__COMPITO__:
Riporta alla lettera il passo del brano sulla libertà che parte dalle parole «Nel caso della» e si chiude dopo «esercizio della libertà.».

__SEZIONE DEL DOCUMENTO__:
────────────────
Uno potrebbe chiedersi però: perché mai la libertà non si lascerebbe ridurre a un significato unico, né si lascerebbe frammentare in una dispersione di significati? Una risposta a questa domanda potrebbe essere la seguente: quando cerchi di capire veramente «il che cos’è» di una certa cosa, questo si lascia mostrare pienamente solo quando quel qualcosa è effettivamente «in atto», cioè nel pieno dispiegamento del proprio essere.
Nel caso della libertà, allora, dobbiamo osservare come si mostra la libertà in atto, ovverosia come è posta in atto da quel qualcosa di speciale che è l’uomo. Ciò significa che dobbiamo esplorare l’esercizio umano concreto della libertà nelle sue diverse forme, guidati da una domanda del genere: cosa fanno gli uomini e le donne che cercano la libertà? In altri termini, dobbiamo attraversare progressivamente lo sviluppo dinamico dell’effettivo esercizio della libertà.
Solo attraverso questo percorso potremo osservare per intero l’ampiezza e la ricchezza di significati della libertà. Solo così scopriremo se sarà possibile ricomporre l’equivocità della libertà, non a partire da una idea astratta, ma dalle sue effettive espressioni: dalla più semplice e immediata fino a quella più complessa e remota.
────────────────
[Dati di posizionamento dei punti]
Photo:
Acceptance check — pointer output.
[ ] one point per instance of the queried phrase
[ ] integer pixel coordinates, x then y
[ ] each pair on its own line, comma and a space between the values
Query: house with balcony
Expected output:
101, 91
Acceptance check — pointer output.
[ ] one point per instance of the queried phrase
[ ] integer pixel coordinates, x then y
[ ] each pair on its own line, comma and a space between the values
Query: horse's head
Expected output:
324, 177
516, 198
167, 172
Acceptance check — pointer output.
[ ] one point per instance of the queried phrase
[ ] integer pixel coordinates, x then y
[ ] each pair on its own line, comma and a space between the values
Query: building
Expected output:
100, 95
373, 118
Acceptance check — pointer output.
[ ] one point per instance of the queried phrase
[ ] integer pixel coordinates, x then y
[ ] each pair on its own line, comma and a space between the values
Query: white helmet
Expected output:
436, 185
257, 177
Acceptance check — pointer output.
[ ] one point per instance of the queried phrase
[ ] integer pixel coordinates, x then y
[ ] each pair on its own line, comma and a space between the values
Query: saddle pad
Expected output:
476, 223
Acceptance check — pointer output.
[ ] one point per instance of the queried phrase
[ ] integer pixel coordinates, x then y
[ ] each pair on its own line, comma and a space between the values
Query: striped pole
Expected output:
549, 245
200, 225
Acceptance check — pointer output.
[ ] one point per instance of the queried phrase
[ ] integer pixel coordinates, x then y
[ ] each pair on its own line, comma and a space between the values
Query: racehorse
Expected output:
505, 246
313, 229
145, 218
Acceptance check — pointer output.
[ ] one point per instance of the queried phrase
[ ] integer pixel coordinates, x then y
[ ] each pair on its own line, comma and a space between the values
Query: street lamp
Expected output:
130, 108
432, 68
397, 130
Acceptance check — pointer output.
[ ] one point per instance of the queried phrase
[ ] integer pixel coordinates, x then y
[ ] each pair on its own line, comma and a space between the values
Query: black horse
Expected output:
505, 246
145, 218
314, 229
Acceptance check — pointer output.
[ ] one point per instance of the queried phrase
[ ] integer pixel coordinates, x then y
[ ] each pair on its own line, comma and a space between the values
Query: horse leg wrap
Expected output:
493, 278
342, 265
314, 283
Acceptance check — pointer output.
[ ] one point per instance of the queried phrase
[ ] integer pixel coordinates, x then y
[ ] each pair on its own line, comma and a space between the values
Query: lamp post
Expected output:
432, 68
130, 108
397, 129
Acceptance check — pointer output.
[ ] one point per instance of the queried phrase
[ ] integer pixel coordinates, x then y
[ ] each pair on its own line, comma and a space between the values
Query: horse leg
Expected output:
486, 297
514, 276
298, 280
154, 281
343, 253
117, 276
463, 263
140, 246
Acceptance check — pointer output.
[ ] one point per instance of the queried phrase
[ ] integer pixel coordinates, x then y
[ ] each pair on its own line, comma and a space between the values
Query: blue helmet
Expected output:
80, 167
────────────────
__RISULTATO__:
Nel caso della libertà, allora, dobbiamo osservare come si mostra la libertà in atto, ovverosia come è posta in atto da quel qualcosa di speciale che è l’uomo. Ciò significa che dobbiamo esplorare l’esercizio umano concreto della libertà nelle sue diverse forme, guidati da una domanda del genere: cosa fanno gli uomini e le donne che cercano la libertà? In altri termini, dobbiamo attraversare progressivamente lo sviluppo dinamico dell’effettivo esercizio della libertà.